Data section

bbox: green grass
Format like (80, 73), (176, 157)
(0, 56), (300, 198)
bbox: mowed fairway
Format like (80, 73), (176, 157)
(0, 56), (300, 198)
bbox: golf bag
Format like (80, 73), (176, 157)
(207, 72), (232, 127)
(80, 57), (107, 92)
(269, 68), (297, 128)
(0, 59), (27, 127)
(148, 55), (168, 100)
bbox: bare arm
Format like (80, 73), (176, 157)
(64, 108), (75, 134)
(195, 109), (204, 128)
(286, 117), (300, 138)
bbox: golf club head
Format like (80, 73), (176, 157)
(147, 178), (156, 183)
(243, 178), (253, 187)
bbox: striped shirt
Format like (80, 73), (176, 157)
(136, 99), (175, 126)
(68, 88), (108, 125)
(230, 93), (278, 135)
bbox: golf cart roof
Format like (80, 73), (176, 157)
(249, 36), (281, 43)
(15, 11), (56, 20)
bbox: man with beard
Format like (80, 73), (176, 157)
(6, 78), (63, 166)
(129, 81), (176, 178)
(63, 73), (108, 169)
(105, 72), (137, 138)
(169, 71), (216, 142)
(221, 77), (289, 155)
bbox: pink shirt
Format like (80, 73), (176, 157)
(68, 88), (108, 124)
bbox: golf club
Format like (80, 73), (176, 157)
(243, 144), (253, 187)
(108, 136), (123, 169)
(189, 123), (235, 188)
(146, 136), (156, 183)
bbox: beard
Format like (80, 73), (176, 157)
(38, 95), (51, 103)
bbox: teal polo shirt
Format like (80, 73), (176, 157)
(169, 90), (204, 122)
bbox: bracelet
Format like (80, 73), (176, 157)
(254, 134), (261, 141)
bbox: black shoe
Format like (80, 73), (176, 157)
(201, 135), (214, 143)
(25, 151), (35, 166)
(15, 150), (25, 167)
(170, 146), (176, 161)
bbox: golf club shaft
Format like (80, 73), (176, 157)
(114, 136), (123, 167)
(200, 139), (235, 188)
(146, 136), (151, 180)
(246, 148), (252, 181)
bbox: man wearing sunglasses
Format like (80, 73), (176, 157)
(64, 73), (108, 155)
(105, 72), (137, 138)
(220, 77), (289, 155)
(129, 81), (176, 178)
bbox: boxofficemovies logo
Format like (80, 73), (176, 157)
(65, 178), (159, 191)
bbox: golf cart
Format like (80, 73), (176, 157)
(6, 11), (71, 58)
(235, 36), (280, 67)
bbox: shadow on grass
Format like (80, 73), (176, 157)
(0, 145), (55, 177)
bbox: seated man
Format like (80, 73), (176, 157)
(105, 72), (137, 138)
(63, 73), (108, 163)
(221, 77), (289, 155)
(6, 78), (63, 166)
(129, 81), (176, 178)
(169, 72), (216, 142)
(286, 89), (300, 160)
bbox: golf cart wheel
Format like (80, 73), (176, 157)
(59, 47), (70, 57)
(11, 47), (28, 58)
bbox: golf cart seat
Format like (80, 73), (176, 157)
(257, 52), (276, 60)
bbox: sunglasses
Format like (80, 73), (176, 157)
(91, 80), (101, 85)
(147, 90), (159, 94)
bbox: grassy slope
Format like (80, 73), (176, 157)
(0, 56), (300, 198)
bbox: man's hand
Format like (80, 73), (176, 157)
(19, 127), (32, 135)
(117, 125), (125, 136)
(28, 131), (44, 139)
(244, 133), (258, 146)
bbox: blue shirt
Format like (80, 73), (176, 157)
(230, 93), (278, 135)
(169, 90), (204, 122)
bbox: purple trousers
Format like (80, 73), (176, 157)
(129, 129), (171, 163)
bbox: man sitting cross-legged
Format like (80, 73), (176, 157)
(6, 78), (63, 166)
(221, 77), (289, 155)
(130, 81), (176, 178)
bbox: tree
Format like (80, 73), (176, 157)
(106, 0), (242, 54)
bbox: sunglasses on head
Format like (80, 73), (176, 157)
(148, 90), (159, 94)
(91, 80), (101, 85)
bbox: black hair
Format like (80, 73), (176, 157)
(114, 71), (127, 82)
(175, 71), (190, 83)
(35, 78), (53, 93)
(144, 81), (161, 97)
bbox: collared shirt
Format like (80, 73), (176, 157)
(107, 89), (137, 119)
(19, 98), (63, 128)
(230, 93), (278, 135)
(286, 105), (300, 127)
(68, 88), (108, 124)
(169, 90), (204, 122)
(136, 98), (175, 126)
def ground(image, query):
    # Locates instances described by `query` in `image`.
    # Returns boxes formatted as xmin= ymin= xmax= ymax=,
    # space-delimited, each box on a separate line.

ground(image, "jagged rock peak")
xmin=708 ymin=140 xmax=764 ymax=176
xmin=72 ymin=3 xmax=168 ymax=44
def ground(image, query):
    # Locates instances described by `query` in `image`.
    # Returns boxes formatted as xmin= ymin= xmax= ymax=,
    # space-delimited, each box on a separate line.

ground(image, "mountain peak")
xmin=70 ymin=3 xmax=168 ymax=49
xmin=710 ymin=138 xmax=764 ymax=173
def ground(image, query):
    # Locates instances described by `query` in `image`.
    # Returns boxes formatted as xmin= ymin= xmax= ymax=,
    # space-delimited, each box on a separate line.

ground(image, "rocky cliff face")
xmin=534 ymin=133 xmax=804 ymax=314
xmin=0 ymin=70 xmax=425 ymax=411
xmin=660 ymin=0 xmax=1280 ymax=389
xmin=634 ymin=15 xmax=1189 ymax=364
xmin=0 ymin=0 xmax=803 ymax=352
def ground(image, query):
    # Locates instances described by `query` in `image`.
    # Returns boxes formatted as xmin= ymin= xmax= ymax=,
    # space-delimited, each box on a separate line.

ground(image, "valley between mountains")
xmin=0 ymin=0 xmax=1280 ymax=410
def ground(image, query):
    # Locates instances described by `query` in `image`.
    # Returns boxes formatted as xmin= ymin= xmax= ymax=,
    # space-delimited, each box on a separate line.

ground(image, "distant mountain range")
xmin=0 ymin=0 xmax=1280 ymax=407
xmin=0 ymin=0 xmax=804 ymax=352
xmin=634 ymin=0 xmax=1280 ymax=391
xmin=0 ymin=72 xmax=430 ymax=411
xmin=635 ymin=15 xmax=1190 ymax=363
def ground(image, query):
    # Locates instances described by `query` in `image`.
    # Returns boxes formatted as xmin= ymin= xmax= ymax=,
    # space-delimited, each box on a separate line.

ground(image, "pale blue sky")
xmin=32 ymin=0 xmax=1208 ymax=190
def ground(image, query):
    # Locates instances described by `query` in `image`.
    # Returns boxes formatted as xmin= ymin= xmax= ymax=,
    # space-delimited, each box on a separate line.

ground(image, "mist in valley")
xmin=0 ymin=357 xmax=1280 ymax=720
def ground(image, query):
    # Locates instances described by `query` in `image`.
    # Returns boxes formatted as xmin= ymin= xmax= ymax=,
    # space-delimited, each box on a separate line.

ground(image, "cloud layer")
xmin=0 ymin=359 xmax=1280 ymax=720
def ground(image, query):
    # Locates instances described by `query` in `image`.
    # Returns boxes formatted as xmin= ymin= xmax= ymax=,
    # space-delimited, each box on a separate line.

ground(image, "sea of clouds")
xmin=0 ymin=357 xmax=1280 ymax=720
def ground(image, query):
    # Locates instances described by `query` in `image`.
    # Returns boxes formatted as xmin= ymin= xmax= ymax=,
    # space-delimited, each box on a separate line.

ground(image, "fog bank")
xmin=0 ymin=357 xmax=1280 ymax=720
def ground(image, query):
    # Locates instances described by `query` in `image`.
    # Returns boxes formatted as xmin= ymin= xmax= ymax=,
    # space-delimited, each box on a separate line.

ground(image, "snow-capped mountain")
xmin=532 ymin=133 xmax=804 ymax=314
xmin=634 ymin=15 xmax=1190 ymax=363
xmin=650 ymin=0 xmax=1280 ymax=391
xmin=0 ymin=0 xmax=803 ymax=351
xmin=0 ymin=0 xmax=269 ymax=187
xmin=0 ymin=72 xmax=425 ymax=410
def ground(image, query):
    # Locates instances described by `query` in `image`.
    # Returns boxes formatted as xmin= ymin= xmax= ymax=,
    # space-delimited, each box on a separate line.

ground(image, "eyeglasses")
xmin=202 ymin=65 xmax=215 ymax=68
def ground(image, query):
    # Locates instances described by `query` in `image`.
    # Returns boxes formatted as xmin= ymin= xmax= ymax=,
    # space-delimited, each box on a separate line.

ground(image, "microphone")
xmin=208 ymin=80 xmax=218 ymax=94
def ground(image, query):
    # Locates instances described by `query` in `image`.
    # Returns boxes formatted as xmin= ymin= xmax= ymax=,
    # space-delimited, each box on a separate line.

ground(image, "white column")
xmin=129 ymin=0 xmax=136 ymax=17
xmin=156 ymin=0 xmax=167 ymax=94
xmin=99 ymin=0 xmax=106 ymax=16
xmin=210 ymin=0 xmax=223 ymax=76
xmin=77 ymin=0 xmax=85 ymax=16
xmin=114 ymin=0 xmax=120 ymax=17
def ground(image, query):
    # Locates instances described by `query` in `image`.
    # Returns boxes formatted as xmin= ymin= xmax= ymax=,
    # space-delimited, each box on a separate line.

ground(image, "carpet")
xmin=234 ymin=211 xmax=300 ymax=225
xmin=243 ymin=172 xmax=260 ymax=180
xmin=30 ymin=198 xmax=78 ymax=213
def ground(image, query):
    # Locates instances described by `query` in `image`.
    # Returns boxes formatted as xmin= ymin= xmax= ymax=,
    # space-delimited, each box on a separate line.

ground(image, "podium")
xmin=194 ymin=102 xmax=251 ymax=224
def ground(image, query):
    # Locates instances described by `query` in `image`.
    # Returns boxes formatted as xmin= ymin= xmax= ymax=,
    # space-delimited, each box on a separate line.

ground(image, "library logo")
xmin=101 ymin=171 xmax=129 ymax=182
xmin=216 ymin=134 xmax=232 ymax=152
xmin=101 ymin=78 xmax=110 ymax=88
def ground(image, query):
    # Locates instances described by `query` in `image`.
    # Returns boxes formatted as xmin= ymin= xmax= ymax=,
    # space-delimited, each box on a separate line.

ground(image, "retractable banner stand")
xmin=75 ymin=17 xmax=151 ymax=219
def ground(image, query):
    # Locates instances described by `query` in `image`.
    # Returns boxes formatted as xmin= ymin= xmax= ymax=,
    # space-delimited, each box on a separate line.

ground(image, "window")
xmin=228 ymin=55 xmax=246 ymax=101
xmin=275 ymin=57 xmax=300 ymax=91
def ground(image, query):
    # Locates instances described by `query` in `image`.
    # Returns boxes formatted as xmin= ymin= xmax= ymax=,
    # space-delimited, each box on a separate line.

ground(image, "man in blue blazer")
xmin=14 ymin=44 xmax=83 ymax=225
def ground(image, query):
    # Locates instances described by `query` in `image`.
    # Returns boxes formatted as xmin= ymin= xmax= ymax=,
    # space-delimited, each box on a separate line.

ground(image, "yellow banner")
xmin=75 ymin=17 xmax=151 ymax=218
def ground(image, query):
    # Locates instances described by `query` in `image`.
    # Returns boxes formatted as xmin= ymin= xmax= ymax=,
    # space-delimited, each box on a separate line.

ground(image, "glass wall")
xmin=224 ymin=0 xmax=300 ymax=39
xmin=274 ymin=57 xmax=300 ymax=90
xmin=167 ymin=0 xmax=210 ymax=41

Problem details
Convert the stretch of the listing starting at the line containing "bbox: golf cart seat" and ending at the line containing "xmin=710 ymin=138 xmax=764 ymax=173" into a JSON list of strings, one per line, with blank lines left out.

Final result
[
  "bbox: golf cart seat",
  "Format like (80, 73), (176, 157)",
  "(257, 52), (276, 60)",
  "bbox: sunglasses",
  "Format like (80, 73), (176, 157)",
  "(91, 80), (101, 85)",
  "(147, 90), (159, 94)",
  "bbox: grassy slope",
  "Format like (80, 73), (176, 157)",
  "(0, 56), (300, 198)",
  "bbox: man's hand",
  "Format like (80, 73), (176, 157)",
  "(19, 127), (32, 135)",
  "(117, 125), (125, 136)",
  "(28, 131), (44, 139)",
  "(244, 133), (258, 146)",
  "bbox: blue shirt",
  "Format like (80, 73), (176, 157)",
  "(230, 93), (278, 135)",
  "(169, 90), (204, 122)",
  "bbox: purple trousers",
  "Format like (80, 73), (176, 157)",
  "(129, 129), (171, 163)",
  "bbox: man sitting cross-legged",
  "Format like (80, 73), (176, 157)",
  "(6, 78), (63, 166)",
  "(221, 77), (289, 155)",
  "(130, 81), (176, 178)",
  "bbox: tree",
  "Format like (80, 73), (176, 157)",
  "(106, 0), (242, 54)",
  "bbox: sunglasses on head",
  "Format like (80, 73), (176, 157)",
  "(148, 90), (159, 94)",
  "(91, 80), (101, 85)",
  "bbox: black hair",
  "Format like (80, 73), (176, 157)",
  "(114, 71), (127, 82)",
  "(175, 71), (190, 83)",
  "(35, 78), (53, 93)",
  "(144, 81), (161, 97)",
  "bbox: collared shirt",
  "Format like (80, 73), (176, 157)",
  "(107, 89), (137, 119)",
  "(19, 98), (63, 128)",
  "(230, 93), (278, 135)",
  "(286, 105), (300, 127)",
  "(68, 88), (108, 124)",
  "(169, 90), (204, 122)",
  "(136, 98), (175, 126)",
  "def ground(image, query):",
  "    # Locates instances described by `query` in `image`.",
  "    # Returns boxes formatted as xmin= ymin= xmax= ymax=,",
  "    # space-delimited, each box on a separate line.",
  "ground(image, \"jagged rock peak\")",
  "xmin=708 ymin=140 xmax=764 ymax=176",
  "xmin=72 ymin=3 xmax=168 ymax=44",
  "def ground(image, query):",
  "    # Locates instances described by `query` in `image`.",
  "    # Returns boxes formatted as xmin= ymin= xmax= ymax=,",
  "    # space-delimited, each box on a separate line.",
  "ground(image, \"mountain peak\")",
  "xmin=70 ymin=3 xmax=168 ymax=49",
  "xmin=710 ymin=138 xmax=764 ymax=173"
]